Requirement → How might the text about Pelican Narrows and author Maggie Siggins go on after its final sentence? Extend it from that point.

July 14, 2003: Flin Flon lawyer Michael Bomek pleads guilty to six counts of sexual assault on young Cree men, some of whom come from the community of Pelican Narrows. His crime is emblematic of white culture’s assault on this Rock Cree community. On the one hand, he was a dedicated lawyer who won 75 per cent of his cases for his native clients. On the other, he was an unthinkably corrupting influence.
For over 200 years, Pelican Narrows has endured an equally torturous relationship with the encroaching European culture, from the Hudson Bay factors and missionaries of earlier times to the bureaucrats and police of today. By scrupulously researching the history of a community she has known for much of her life, by using oral history and documenting the personal stories of contemporary Pelican Narrows Cree, Siggins gives us the human face behind the newspaper headlines of native issues. Her storytelling powers are formidable and the portrait she gives us of this single Saskatchewan community is unforgettable.
About the author
“Maggie Siggins is the author of twelve books including Canadian Tragedy: The Story of JoAnn and Colin Thatcher, which received an Arthur Ellis Award for crime writing and Revenge of the Land, which won a Governor General’s Award for Nonfiction. Riel: A Life of Revolution; In Her Own Time: A Cultural History of Women; and Bitter Embrace: White Society’s Assault on the Woodland Cree all won the City of Regina Best Book Award and were named a Globe and Mail Best Book of the Year. Canadian Tragedy and Revenge of the Land were made into four-hour miniseries broadcast on CBC and American networks.Maggie has also written-produced more than twenty documentaries for her company, Four Square Entertainment, of which she is vice-president, creative. Maggie lives in Toronto with her husband Gerald Sperling and two dogs.

Given data →
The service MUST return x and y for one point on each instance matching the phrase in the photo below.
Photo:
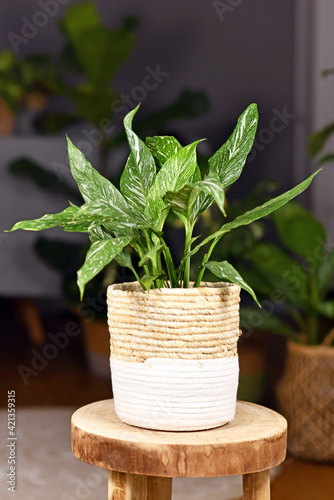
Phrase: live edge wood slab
(250, 445)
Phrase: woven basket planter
(174, 356)
(306, 399)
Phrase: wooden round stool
(142, 463)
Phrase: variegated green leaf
(98, 256)
(151, 256)
(226, 272)
(183, 202)
(258, 212)
(92, 185)
(174, 174)
(113, 216)
(123, 259)
(212, 187)
(68, 220)
(228, 162)
(139, 172)
(163, 147)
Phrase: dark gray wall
(245, 57)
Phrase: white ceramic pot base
(175, 394)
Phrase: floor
(65, 380)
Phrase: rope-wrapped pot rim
(205, 288)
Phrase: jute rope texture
(186, 323)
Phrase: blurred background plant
(295, 273)
(318, 140)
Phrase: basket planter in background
(306, 399)
(174, 356)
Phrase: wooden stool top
(255, 440)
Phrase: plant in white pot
(173, 342)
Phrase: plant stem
(134, 272)
(205, 260)
(169, 264)
(187, 247)
(313, 329)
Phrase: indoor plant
(201, 344)
(298, 274)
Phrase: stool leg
(122, 486)
(256, 486)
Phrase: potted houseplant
(298, 275)
(84, 79)
(173, 342)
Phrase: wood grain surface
(254, 441)
(123, 486)
(256, 486)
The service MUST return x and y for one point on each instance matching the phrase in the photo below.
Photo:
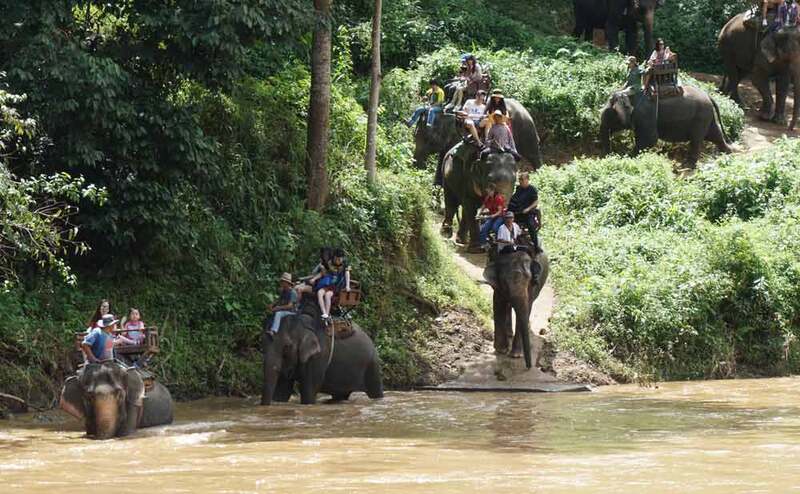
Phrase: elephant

Response to this task →
- Nominated, Dafoe Book Prize
Excerpt: Bitter Embrace: White Society's Assault on the Woodland Cree (by (author) Maggie Siggins)
For months Gordon Peter* Ballantyne had looked forward to the fish derby. He had dug deep to come up with the $150 entry fee for both him and his wife, Susan. The stakes were high, first prize a brand new half-ton, second prize ten thousand dollars cash. But at eight-thirty in the morning, as he was launching the shabby little boat he had borrowed, he noticed the crowd starting to gather. The power-crafts slithered off their trailers like partying Jackfish. There’d be more chance of cashing in on Jumping Jackpot Bingo than delivering the winning pickerel, Gordon Peter concluded.
He firmly believes that, where there are small fish, there are large fish. Just a while back a friend had won a new Chevy in a similar derby. He had settled in the same spot all day, every now and then pulling out the kind of specimen others laughed at. Then, just before the finish, he snagged the fat grandfather lounging on the bottom and won the competition. This was Gordon Peter’s model. He found a spot where a couple of two- and three-pounders were landed and he had wanted to park there. But after an hour or two his wife had grown restless. “Not getting anything here,” Susan said. “Let’s try another spot.”
“You have to be patient when you’re fishing,” he kept saying, until Susan finally lost patience. They quarrelled. She had walloped him on the cheek with her fishing rod.
Lots of pickerel were caught (and thrown back — a rule of the derby), but they weren’t that big. So right up until the last moment, everybody, including Susan and Gordon Peter, felt they had a chance. Then, ten minutes before the closing, a young woman from Amisk Lake pulled out a seven-pound-three-ounce fish. Goodbye shiny red truck.
So far this has not been the luckiest year for Gordon Peter. For the first time in twenty years he hadn’t been called up by the band council to work as a foreman on construction. No money to build houses, they announced. All spring he’d had to scramble. Tired of waiting a year for a bathroom door to be replaced or a broken window fixed, reserve folks, who admired Gordon Peter’s skill and hard work as a carpenter, asked him to renovate their houses, but often they forgot to pay him. “The end of the month,” they’d say, and he knew the pelicans would have come and gone before he’d see his money.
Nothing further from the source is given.